• **Artículo**:
******************************

Hijos míos: ¡Grande es el carisma divino de la humildad! Los santos, pudieron agradar a Dios por esta cualidad primera. También ustedes revístanse de ella (cf. 1 Pe 5,5), mis hermanos. (…)
Conversemos con humildad, trabajemos con humildad, leamos con humildad, salmodiemos con humildad, comamos con humildad, disculpémonos con humildad. Entonces en verdad veremos cuanto su fruto es grande, cuanto es suave, deseable y nos ilumina enteramente, haciendo de nosotros imitadores de Dios. “Carguen sobre ustedes mi yugo y aprendan de mí, porque soy paciente y humilde de corazón, y así encontrarán alivio” (Mt 11,29), dice el Señor. Así es, en la humildad se encuentra realmente el alivio. Por la humildad, el océano de la gracia se expande en las almas. Por ella se eleva la purificación del corazón, las lágrimas se hacen abundantes, surgiendo de la fuente de la compunción. Con la humildad aparecen sabiduría e inteligencia, piedad, dominio de sí, ausencia de jactancias o burlas, recogimiento y todo bien que pueda existir o ser nombrado y definido.

******************************

• **Información proporcionada**:
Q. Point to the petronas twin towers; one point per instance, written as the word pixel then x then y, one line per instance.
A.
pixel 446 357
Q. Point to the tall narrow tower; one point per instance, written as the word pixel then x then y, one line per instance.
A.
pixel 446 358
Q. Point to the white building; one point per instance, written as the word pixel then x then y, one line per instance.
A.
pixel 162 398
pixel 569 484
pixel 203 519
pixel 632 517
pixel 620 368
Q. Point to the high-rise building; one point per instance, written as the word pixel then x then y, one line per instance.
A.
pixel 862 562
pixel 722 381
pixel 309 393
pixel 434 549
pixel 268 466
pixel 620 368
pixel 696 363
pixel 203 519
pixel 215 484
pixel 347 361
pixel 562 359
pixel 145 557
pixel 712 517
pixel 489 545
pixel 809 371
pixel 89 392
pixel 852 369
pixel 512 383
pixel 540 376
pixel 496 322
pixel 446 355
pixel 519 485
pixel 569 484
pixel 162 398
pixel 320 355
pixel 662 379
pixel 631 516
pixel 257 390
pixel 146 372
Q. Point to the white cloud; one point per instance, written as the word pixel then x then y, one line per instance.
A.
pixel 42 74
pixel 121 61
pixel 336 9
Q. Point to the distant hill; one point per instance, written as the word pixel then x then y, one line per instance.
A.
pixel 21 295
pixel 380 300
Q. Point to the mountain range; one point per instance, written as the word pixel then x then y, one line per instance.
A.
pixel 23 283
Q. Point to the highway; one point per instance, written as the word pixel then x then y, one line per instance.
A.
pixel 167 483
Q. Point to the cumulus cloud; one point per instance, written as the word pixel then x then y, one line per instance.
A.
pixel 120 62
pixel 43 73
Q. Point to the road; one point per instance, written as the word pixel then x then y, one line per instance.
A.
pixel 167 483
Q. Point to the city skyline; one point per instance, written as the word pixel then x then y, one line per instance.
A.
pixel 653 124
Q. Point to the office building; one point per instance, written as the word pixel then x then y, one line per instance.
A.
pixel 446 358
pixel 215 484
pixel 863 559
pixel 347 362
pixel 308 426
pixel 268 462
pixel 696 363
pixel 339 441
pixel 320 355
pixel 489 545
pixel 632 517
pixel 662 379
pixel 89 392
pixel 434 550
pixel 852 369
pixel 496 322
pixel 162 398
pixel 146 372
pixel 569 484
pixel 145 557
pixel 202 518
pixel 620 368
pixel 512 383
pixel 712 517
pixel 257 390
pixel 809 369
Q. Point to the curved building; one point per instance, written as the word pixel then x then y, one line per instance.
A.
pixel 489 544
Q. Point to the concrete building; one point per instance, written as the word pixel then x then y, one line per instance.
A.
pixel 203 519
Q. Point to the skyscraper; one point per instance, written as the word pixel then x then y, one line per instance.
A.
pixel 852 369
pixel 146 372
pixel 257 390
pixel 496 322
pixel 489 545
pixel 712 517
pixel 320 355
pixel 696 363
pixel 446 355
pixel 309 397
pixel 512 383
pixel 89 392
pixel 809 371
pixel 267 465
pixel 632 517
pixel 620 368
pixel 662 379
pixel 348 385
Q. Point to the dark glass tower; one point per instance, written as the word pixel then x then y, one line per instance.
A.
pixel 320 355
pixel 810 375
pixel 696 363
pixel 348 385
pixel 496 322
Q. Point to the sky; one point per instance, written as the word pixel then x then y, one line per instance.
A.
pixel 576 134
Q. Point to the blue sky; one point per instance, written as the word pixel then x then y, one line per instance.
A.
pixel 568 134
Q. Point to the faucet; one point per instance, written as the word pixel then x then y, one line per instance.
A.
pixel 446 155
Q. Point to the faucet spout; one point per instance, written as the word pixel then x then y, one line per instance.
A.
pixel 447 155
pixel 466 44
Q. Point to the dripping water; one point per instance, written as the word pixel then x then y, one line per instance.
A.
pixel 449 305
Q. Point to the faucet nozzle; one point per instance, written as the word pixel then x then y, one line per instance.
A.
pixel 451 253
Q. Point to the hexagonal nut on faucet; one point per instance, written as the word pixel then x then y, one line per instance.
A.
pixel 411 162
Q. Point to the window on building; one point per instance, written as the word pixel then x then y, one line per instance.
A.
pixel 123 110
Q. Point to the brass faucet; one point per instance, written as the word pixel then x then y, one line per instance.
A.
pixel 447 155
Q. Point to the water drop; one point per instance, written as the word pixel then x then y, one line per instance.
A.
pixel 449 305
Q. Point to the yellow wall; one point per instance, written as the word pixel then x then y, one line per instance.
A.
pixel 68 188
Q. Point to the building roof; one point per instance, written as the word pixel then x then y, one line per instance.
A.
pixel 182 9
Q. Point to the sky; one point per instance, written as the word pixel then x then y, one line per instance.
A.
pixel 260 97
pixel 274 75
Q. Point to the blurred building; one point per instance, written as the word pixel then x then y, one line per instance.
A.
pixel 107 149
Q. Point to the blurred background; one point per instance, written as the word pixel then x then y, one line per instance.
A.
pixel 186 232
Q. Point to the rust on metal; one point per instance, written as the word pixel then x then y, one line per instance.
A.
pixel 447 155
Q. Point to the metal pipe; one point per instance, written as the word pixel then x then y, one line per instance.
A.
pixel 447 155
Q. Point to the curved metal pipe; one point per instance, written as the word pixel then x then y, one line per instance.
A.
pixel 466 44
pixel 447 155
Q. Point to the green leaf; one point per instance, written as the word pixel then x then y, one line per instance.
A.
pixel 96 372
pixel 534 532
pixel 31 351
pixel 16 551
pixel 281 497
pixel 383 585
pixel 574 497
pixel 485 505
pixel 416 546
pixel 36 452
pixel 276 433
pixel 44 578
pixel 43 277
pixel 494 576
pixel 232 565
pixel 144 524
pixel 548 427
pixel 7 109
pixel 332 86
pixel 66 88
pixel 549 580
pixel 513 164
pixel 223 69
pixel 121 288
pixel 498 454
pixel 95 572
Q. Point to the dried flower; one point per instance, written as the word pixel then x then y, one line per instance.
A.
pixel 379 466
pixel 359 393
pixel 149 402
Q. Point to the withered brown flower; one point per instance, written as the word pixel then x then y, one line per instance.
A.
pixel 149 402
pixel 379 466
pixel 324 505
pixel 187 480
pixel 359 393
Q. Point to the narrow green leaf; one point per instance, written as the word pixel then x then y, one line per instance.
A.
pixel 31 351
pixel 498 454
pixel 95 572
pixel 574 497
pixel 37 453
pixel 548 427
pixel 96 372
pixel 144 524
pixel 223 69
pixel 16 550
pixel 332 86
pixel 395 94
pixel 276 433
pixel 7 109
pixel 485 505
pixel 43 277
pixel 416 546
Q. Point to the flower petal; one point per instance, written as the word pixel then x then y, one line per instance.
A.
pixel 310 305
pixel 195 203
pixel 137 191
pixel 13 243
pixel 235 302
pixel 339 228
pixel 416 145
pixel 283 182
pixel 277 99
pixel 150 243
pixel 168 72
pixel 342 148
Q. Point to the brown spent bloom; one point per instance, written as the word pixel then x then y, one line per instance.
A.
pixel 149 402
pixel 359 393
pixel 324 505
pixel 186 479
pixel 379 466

******************************

• **Tus instrucciones**: Reproduce literalmente todo lo que va en el texto sobre la humildad desde "Conversemos con humildad, trabajemos" hasta "nombrado y definido.", ambos incluidos. Los registros no tienen relación con el texto sobre la humildad.

• **Resultado**:
Conversemos con humildad, trabajemos con humildad, leamos con humildad, salmodiemos con humildad, comamos con humildad, disculpémonos con humildad. Entonces en verdad veremos cuanto su fruto es grande, cuanto es suave, deseable y nos ilumina enteramente, haciendo de nosotros imitadores de Dios. “Carguen sobre ustedes mi yugo y aprendan de mí, porque soy paciente y humilde de corazón, y así encontrarán alivio” (Mt 11,29), dice el Señor. Así es, en la humildad se encuentra realmente el alivio. Por la humildad, el océano de la gracia se expande en las almas. Por ella se eleva la purificación del corazón, las lágrimas se hacen abundantes, surgiendo de la fuente de la compunción. Con la humildad aparecen sabiduría e inteligencia, piedad, dominio de sí, ausencia de jactancias o burlas, recogimiento y todo bien que pueda existir o ser nombrado y definido.